Problem description: Below are records to write out again, exactly as they read.

Data for analysis:

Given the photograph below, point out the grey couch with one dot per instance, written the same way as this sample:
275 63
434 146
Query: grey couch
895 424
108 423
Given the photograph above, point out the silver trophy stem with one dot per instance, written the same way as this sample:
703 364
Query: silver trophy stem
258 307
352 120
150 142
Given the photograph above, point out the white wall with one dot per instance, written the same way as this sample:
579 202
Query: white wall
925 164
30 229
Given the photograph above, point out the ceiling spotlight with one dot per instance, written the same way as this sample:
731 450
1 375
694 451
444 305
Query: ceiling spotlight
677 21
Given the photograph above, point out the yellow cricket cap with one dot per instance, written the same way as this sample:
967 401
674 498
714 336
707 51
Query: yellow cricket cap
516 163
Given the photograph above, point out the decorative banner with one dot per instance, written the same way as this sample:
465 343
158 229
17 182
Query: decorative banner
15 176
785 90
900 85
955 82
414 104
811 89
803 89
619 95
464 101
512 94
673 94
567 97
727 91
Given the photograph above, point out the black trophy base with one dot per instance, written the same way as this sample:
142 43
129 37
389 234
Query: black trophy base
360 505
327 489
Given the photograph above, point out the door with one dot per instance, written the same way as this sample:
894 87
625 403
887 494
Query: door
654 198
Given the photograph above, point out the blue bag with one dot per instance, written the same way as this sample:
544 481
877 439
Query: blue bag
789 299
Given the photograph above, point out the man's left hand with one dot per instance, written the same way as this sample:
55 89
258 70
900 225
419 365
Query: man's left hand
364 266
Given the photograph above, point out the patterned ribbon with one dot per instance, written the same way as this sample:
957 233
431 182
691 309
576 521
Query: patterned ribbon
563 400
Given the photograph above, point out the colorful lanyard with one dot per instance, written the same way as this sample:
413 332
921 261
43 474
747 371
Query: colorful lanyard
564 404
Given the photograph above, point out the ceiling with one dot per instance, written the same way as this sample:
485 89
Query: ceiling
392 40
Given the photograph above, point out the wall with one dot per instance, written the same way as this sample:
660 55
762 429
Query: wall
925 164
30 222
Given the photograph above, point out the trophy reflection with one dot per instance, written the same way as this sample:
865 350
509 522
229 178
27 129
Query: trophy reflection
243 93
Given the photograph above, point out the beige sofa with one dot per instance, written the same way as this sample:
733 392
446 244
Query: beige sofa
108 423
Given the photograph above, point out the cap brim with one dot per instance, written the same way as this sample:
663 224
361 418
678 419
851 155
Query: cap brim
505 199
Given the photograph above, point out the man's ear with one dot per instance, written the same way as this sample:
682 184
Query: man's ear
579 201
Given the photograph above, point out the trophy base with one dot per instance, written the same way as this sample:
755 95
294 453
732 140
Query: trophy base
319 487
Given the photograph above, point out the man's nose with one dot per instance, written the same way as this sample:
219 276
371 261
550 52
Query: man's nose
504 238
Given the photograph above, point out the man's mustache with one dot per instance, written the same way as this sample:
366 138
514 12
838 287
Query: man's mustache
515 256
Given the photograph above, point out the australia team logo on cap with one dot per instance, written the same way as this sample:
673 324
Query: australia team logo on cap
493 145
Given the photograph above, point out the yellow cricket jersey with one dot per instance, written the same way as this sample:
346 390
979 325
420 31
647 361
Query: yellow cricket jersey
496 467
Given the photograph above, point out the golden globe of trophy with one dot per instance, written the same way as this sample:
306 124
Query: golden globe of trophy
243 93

Task solution:
Given the photograph below, point out the grey couch with one dot per instance, written the same way as this sample:
275 63
434 146
Query: grey couch
895 424
108 423
Given the photograph above, point out the silver trophy stem with one dot per instance, written the same way as this sample:
703 364
Query: silver trophy stem
258 307
352 120
150 142
Given the photograph above, point out the white wall with one dot per instance, written the same way as this sample:
579 202
Query: white wall
925 164
30 229
Given the photograph above, point out the ceiling spotlight with one dot per instance, written the same way as this sample:
731 450
1 375
694 451
444 305
Query: ceiling spotlight
677 21
Given the photograph above, point out the yellow cricket cap with one dot per instance, written the same way as this sample:
967 401
674 498
714 336
707 51
Query: yellow cricket cap
516 163
Given the photograph above, point out the decorative banner with one dot per instance, written the same way as this sample:
465 343
158 229
17 182
Query: decorative banner
15 176
785 90
900 85
955 82
414 104
811 89
803 89
619 95
464 101
512 94
673 94
567 97
727 91
Given the photograph above, point out the black trophy base with one dot per instance, written the same way as this sample:
142 43
129 37
389 234
Query: black trophy base
360 505
327 489
Given the photograph above, point out the door with one dot per instance, written the same way as this sample:
894 87
625 403
887 494
Query: door
654 198
Given the photograph above, point out the blue bag with one dot per instance, written the same way as this sample:
544 481
877 439
Query: blue bag
789 299
Given the photograph above, point out the man's left hand with one dot per instance, written the same way as this sample:
55 89
258 70
900 225
419 365
Query: man's left hand
364 266
Given the photograph above, point out the patterned ribbon with one dot per instance, written the same way as this sample:
957 233
431 182
691 309
576 521
Query: patterned ribbon
563 400
Given the photograph above, point out the colorful lanyard with one dot per instance, written the same way as this sample:
413 332
921 261
43 474
747 371
Query: colorful lanyard
564 404
Given the photograph above, point out the ceiling with one dot per instance, written the same way as this sample:
485 89
Query: ceiling
392 40
Given the photograph above, point out the wall with one dot per instance, written the same way as this sample:
660 55
762 429
Query: wall
925 164
30 222
Given the photograph above, point out the trophy reflection with one dot per instance, written the same way as this sample:
865 350
509 522
229 178
27 129
Query: trophy reflection
243 93
Given the photograph above, point out the beige sofa with one dot per instance, written the same way as this sample:
733 392
446 244
Query: beige sofa
108 423
Given the photograph above, point out the cap brim with one dot per instance, written the same way as this sample:
663 224
361 418
678 419
851 155
Query: cap brim
505 199
Given the photograph above, point out the man's ear with one dot per instance, written the same way as this sample:
682 184
Query: man's ear
579 201
Given the photograph above, point out the trophy base with one dot per instance, written the same way as this sample:
755 95
294 453
732 140
Query: trophy base
319 487
Given the photograph above, point out the man's nose with one dot per instance, written the same way as this sample:
219 276
371 261
550 52
Query: man's nose
504 238
Given the photograph above, point out the man's mustache with one dot per instance, written the same way as this sample:
366 138
514 12
838 287
Query: man's mustache
515 256
Given the photograph above, point out the australia team logo on cap with one dot per instance, written the same way as this sample:
673 324
Query: australia team logo on cap
493 145
Given the photograph above, point out the yellow cricket jersey with one dot per instance, written the same way as this sample:
346 390
979 325
420 31
647 361
Query: yellow cricket jersey
496 467
Given the photograph above, point out the golden globe of trophy with one dot per instance, written the same way as this sample:
306 124
Query: golden globe of trophy
243 93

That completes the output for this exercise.